**Direction:**
Resume the ship-model build thread below, picking up right after its final line.

**Page text:**

■ ■ ■ ■ ■

The Motor Launches are now done except for some canvas Covers. The Pen gives you an idea of their size. More to come shortly.....CHeers Mark


----------



## surfsup (Apr 19, 2009)

The main Motor Launches are now done and mount onboard. More to come soon.....CHeers mark


----------



## surfsup (Apr 19, 2009)

OK back into her. The Catapaults are now onboard and the Mainmast is almost done. More to come soon.....Cheers Mark


----------



## surfsup (Apr 19, 2009)

After a bit of a struggle, both Main and Foremasts are now stepped. More Pics to come shortly.....Cheers mark


----------



## surfsup (Apr 19, 2009)

Ok on to the next Stage. Her 9Mtree Cutters have mounted to their Davits abaft the Bridge. Rigging (The fun Part) has also started. More to come soon.....Cheers mark


----------



## Dave621955 (Aug 22, 2010)

■ ■ ■ ■ ■

**Raw records:**
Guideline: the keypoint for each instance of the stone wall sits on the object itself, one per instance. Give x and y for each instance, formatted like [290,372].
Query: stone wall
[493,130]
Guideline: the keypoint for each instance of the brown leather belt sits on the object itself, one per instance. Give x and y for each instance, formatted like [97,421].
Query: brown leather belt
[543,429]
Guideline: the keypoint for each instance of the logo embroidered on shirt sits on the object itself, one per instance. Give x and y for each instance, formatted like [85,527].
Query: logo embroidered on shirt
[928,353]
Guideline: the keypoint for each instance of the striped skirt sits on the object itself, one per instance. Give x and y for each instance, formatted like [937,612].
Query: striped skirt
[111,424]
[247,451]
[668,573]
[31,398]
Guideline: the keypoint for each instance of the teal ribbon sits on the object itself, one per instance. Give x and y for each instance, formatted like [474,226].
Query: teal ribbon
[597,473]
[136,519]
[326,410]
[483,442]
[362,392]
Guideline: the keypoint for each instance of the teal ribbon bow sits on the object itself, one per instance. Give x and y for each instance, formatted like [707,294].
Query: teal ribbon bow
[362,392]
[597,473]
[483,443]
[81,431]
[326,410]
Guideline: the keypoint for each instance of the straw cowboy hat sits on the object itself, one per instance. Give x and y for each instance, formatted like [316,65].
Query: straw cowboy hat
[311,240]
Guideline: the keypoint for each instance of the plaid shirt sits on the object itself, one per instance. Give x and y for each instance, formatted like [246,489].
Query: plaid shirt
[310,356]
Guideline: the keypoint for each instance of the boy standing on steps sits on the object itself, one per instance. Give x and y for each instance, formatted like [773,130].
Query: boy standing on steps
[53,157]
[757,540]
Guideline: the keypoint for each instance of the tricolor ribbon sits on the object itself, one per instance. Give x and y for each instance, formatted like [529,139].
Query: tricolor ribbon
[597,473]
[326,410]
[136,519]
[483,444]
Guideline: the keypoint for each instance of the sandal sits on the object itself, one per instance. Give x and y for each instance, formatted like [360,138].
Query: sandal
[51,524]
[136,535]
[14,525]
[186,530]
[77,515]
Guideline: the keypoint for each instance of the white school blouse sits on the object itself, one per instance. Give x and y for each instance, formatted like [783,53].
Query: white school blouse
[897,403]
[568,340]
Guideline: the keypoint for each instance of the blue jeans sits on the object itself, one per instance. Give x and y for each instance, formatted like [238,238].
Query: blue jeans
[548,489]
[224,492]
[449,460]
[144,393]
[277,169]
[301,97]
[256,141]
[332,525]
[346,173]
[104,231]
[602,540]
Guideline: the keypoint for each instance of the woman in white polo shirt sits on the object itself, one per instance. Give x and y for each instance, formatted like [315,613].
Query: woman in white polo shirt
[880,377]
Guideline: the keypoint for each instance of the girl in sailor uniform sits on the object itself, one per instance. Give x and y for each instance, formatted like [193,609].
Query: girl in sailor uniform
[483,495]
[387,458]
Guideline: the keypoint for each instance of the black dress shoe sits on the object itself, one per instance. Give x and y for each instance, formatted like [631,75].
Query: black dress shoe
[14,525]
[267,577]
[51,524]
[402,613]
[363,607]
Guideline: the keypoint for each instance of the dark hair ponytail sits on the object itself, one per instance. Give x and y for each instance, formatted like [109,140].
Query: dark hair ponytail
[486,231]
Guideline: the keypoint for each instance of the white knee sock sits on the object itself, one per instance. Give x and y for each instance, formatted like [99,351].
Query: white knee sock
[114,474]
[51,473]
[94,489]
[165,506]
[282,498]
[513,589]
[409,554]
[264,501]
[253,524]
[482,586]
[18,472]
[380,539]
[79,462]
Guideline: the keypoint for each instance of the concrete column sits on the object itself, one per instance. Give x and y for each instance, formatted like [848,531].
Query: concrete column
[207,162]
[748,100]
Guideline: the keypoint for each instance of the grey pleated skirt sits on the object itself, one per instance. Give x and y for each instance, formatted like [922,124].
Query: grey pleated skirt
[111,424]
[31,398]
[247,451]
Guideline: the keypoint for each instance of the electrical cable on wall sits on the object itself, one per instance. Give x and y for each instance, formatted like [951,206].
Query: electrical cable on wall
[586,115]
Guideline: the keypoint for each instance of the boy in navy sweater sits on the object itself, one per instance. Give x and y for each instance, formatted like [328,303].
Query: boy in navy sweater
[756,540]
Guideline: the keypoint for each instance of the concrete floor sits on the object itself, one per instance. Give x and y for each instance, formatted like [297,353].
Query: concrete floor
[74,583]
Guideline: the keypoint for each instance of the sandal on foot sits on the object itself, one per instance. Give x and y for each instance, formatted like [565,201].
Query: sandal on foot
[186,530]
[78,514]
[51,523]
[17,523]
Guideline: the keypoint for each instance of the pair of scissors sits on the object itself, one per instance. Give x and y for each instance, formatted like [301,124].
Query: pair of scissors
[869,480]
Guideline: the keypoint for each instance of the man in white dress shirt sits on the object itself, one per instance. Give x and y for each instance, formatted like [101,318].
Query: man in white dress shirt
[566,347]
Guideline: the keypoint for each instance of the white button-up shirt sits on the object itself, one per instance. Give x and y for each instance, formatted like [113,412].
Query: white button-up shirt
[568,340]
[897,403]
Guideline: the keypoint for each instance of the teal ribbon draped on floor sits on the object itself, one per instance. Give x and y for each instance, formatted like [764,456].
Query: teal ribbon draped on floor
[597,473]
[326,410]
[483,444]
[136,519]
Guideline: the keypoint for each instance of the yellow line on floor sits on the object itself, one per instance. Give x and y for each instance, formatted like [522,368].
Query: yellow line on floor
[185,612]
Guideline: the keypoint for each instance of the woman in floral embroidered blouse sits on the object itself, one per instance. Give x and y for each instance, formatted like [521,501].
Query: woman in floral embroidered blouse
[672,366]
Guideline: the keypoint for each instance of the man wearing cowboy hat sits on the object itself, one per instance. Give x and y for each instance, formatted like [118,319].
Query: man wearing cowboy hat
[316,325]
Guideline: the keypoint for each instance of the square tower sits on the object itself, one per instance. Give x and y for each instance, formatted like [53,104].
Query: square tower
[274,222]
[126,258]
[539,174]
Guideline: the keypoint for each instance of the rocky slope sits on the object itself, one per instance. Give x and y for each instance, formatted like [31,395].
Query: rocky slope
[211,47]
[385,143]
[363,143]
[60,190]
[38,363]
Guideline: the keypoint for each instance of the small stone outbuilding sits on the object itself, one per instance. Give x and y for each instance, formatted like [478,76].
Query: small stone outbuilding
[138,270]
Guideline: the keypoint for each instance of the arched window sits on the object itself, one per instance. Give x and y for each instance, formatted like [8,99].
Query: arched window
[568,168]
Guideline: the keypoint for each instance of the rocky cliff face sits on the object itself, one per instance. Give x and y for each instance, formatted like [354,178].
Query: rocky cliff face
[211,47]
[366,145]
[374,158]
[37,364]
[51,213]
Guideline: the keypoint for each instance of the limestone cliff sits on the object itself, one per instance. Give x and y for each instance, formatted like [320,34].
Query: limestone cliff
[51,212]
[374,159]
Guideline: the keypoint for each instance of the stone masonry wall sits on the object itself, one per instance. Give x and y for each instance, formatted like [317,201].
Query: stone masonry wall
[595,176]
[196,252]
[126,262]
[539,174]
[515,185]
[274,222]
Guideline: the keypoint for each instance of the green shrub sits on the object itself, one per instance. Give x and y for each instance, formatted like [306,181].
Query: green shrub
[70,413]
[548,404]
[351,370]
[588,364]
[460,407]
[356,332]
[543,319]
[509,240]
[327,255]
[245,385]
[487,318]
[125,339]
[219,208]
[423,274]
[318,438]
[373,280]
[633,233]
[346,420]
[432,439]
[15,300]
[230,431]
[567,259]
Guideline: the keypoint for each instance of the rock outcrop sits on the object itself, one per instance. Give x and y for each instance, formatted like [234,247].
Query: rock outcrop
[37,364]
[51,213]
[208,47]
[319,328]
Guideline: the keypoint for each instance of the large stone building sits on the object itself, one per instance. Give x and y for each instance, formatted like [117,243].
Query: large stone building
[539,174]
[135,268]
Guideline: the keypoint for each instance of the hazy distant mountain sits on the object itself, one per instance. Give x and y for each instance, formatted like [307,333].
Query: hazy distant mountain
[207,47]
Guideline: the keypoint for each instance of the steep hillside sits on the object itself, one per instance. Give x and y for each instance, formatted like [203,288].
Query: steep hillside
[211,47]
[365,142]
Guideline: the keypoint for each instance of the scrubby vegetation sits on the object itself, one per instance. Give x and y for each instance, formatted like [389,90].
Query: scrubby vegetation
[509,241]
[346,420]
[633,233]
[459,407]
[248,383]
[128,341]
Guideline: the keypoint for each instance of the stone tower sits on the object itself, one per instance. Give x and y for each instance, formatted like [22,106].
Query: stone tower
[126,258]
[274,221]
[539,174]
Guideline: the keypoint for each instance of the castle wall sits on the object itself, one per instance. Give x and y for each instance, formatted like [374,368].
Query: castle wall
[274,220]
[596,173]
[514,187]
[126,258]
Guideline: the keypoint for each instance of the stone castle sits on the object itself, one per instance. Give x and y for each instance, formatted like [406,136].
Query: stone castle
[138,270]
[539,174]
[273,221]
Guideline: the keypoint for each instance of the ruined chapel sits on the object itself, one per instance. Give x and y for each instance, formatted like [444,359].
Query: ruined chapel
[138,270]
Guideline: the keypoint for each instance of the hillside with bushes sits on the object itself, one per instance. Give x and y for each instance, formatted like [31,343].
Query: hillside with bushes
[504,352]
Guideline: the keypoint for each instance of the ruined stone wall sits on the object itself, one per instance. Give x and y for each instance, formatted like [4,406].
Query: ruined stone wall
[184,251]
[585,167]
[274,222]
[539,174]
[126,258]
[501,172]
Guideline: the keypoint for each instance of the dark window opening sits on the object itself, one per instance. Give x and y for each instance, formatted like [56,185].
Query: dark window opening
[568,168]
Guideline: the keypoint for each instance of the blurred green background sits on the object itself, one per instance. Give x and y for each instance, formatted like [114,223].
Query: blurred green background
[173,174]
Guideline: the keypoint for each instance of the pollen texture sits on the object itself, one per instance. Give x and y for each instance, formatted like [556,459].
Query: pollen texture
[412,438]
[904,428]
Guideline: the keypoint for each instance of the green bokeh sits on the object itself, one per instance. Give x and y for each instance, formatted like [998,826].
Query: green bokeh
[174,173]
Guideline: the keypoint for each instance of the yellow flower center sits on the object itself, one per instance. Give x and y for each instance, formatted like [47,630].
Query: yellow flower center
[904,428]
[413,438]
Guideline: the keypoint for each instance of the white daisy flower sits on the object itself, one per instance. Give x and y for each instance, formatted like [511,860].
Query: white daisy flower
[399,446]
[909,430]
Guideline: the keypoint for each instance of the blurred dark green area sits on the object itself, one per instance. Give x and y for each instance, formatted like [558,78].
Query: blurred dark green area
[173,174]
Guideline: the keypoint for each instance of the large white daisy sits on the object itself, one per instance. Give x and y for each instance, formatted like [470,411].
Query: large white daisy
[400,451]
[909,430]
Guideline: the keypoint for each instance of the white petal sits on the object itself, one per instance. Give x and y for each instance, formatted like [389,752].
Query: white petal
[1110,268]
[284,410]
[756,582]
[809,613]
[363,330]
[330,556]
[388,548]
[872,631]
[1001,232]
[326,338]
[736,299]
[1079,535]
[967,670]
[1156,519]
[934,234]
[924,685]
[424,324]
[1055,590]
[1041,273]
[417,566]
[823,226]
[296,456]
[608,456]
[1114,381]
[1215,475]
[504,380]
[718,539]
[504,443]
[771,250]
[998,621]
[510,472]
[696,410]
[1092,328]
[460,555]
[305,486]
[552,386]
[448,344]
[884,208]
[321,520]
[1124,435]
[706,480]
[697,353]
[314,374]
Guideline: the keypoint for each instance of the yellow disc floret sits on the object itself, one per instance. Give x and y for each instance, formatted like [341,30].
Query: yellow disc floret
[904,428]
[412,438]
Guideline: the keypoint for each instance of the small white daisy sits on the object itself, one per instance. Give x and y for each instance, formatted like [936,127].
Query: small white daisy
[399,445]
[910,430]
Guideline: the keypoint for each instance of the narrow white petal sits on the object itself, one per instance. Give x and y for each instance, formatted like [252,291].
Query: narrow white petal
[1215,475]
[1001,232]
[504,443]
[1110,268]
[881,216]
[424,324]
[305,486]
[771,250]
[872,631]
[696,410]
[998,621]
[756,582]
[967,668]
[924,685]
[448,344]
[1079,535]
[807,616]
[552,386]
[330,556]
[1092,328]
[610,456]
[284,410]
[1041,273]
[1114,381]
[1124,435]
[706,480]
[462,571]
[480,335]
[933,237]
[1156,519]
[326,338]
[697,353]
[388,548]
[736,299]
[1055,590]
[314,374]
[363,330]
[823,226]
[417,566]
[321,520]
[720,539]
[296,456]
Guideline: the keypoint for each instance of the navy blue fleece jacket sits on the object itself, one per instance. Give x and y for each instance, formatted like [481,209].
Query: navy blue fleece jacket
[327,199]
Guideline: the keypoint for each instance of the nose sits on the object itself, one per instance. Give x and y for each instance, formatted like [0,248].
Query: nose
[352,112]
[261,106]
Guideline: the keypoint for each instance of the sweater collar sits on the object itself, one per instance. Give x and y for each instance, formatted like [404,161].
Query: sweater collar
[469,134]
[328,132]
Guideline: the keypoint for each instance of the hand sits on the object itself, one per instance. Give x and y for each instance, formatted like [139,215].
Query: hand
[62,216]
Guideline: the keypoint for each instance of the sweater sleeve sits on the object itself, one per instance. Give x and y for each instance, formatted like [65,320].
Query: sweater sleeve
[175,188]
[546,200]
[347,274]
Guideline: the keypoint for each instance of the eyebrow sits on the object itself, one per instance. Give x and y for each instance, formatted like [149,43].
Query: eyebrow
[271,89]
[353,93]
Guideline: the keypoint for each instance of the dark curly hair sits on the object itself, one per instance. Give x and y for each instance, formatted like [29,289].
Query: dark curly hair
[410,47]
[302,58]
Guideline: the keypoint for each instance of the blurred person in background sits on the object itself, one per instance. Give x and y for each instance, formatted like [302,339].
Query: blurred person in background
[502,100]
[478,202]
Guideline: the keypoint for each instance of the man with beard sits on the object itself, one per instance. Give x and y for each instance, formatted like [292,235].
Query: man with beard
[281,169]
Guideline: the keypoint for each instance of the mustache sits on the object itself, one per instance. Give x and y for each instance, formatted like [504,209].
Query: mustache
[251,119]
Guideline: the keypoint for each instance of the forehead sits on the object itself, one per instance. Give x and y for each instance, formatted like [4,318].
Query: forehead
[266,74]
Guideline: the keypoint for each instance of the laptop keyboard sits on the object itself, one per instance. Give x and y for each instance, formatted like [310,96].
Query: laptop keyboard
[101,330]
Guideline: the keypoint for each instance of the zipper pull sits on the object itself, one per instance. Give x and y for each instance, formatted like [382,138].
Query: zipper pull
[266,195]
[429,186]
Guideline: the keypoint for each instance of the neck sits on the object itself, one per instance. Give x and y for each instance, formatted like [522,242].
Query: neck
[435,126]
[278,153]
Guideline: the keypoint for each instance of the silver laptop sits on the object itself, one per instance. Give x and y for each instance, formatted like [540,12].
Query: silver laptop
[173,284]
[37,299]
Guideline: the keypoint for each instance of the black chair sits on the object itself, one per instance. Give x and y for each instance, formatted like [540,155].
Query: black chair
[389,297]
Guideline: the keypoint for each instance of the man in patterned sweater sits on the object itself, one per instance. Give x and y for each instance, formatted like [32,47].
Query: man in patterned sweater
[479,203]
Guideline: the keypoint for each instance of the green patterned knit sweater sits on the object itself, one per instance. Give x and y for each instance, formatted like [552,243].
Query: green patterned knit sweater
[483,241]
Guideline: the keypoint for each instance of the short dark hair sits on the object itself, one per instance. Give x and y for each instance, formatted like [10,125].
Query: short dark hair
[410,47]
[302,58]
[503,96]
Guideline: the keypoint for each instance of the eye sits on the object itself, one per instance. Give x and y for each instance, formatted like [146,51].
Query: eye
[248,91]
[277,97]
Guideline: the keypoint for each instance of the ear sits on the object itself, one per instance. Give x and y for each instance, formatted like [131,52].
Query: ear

■ ■ ■ ■ ■

**Answer to the problem:**
Damn man, she's really looking good. Eariler I posted a comment about the turrets and barrels. Well I can't find them for the New Jersey, I guess my computer lookin skills are showing through here, might I ask where did you get them.. Maybe they will have them for the Jersey or Missouri. I'm almost done with the Dora and those big ships are just waiting to be started. Thanks Dave


----------



## surfsup (Apr 19, 2009)

Thanks Dave. You can try Freetime Hobbies for the Barrels and Nautilus Models for the Turrets. Ok Rigging is now about half done with the fun bit to come..YUK. Here is where I am up too. More to come soon.....Cheers Mark


----------



## surfsup (Apr 19, 2009)

Ok then. The Props have now been added. The Foredeck Railings are now in place along with the Bow Leadsman's Platforms and the Boarding Ladder. More to come soon.....Cheers Mark


----------



## surfsup (Apr 19, 2009)

OK the Stern Area is now done along with the deployed Boat Booms. ONly the Anchors, Aircraft arrangements amd weathering to go. More to come soon.....Cheers Mark


----------



## harristotle (Aug 7, 2008)

Sorry to resurrect an old thread, but I've been off HT for quite some time and I'm going through old threads. This thing is awesome! I love all the extra detail that you added.


----------



## surfsup (Apr 19, 2009)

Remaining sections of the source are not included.